*WHAT YOU WILL DO*
• a. In the passage on the 10,000-steps guideline, what does the name "manpo-kei" roughly translate to?
• b. Quote the passage on the 10,000-steps guideline word for word, starting at "The birth of" and ending at "this much activity.".
• c. Extend the passage on the 10,000-steps guideline, picking up after its final sentence.

*TEXT SEGMENT*
--------------------------------------------------
You may have heard about the quintessential guideline for physical activity – walk at least 10,000 steps every day. Chances are your trusty pedometer will recommend something to that effect. Ever wondered where that guideline comes from?
What may as a surprise is that it is a fairly arbitrary guideline, not really backed up by any credible evidence. Rather, most research supporting the benefits of walking at least 10,000 steps a day originated backwards, so to speak. The initial belief that 10,000 steps are good for you spurred the research, not the other way around.
The birth of this guideline dates back to the 1960s, when “manpo-kei” pedometer started gaining a lot of popularity in Japan. The name “manpo-kei” roughly translates to “10,000 steps meter”.
How long/far is 10,000 steps?
According to some estimates, the Surgeon General’s recommendation of getting about 30 minutes of physical activity every day will take you to 10,000 steps. Distance estimates vary from 5k to 5 miles. I have discovered that it would take me about 90 minutes (and 6-8km) of brisk walking to get to 10,000 steps. If any of the above is close to the truth, I think we can all agree that an average person does not get this much activity.
--------------------------------------------------
*RECORDS SUPPLIED*
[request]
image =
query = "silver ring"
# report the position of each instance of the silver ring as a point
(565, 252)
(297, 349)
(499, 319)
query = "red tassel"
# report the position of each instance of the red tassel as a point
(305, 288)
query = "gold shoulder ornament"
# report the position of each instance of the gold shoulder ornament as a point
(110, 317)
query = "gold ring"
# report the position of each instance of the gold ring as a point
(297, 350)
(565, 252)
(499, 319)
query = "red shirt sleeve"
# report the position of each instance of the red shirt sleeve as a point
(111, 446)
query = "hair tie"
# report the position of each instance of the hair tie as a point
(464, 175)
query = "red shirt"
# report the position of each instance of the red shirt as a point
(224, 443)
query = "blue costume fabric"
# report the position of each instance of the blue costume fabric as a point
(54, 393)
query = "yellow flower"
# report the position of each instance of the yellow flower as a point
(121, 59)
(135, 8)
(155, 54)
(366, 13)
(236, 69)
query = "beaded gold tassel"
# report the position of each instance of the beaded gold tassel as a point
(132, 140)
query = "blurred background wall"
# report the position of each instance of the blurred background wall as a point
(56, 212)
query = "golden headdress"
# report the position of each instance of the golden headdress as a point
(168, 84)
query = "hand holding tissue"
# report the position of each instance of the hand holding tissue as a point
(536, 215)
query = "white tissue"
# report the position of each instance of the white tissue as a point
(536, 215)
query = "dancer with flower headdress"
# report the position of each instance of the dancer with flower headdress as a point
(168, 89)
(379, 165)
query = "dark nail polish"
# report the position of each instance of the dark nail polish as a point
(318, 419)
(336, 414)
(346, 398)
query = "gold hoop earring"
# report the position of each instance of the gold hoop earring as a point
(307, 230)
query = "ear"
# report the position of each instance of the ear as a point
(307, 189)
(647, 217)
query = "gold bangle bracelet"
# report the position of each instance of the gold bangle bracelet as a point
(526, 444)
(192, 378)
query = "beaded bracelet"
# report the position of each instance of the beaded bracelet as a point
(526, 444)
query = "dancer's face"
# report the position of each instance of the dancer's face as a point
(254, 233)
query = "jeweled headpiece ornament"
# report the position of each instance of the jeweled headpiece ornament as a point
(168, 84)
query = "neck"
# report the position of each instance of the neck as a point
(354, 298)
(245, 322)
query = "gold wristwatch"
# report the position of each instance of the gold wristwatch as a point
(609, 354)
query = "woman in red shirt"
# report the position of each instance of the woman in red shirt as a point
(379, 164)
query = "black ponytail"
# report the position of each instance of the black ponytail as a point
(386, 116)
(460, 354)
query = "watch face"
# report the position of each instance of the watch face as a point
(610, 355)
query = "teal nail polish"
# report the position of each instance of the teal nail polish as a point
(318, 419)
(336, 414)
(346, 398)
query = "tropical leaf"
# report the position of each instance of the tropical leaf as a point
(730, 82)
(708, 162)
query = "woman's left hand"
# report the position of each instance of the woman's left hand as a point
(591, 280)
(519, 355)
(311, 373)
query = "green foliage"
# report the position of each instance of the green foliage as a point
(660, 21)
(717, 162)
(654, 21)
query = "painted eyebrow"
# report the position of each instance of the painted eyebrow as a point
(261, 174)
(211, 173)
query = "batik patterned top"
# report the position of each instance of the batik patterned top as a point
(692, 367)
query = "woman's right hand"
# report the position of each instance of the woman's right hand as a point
--------------------------------------------------
*TASK-BY-TASK OUTPUTS*
• a. "10,000 steps meter"

• b.
The birth of this guideline dates back to the 1960s, when “manpo-kei” pedometer started gaining a lot of popularity in Japan. The name “manpo-kei” roughly translates to “10,000 steps meter”.
How long/far is 10,000 steps?
According to some estimates, the Surgeon General’s recommendation of getting about 30 minutes of physical activity every day will take you to 10,000 steps. Distance estimates vary from 5k to 5 miles. I have discovered that it would take me about 90 minutes (and 6-8km) of brisk walking to get to 10,000 steps. If any of the above is close to the truth, I think we can all agree that an average person does not get this much activity.

• c.
With a sedentary job, you’d be lucky to get 3,000 steps in.
Does taking 10,000 steps a day enough physical activity?
For an average American (and Canadian) focusing on getting at least 10,000 steps a day in will represent a substantial increase in physical activity. Walking is also free, safe, low impact and accessible to most.
It does not measure or suggest any particular kind of intensity, of course. Depending on your fitness level, this may be a strenuous workout, or, literally, “a walk in the park”.
I probably would not recommend walking as the only type of physical activity you have in your day either, especially, as you get older. No amount of walking will replace strength training (unless you are walking uphill with a heavy pack, perhaps… Nepal, anyone?).
What does an iPhone have to do with it?
Shortly before I left, I upgraded my iPhone to a new OS, which came with the brand new health app. The app can connect with apps like JawBone and upload health-related information – weight, calories burned, meals consumed, etc. The usefulness of this app has been hotly debated, as the app does not seem to actually ‘do’ anything – apart from collecting information from other apps.
However, I did discover one nifty feature of the app (applicable if you have iPhone 5S or newer) – a step counter, made possible by a built in chip.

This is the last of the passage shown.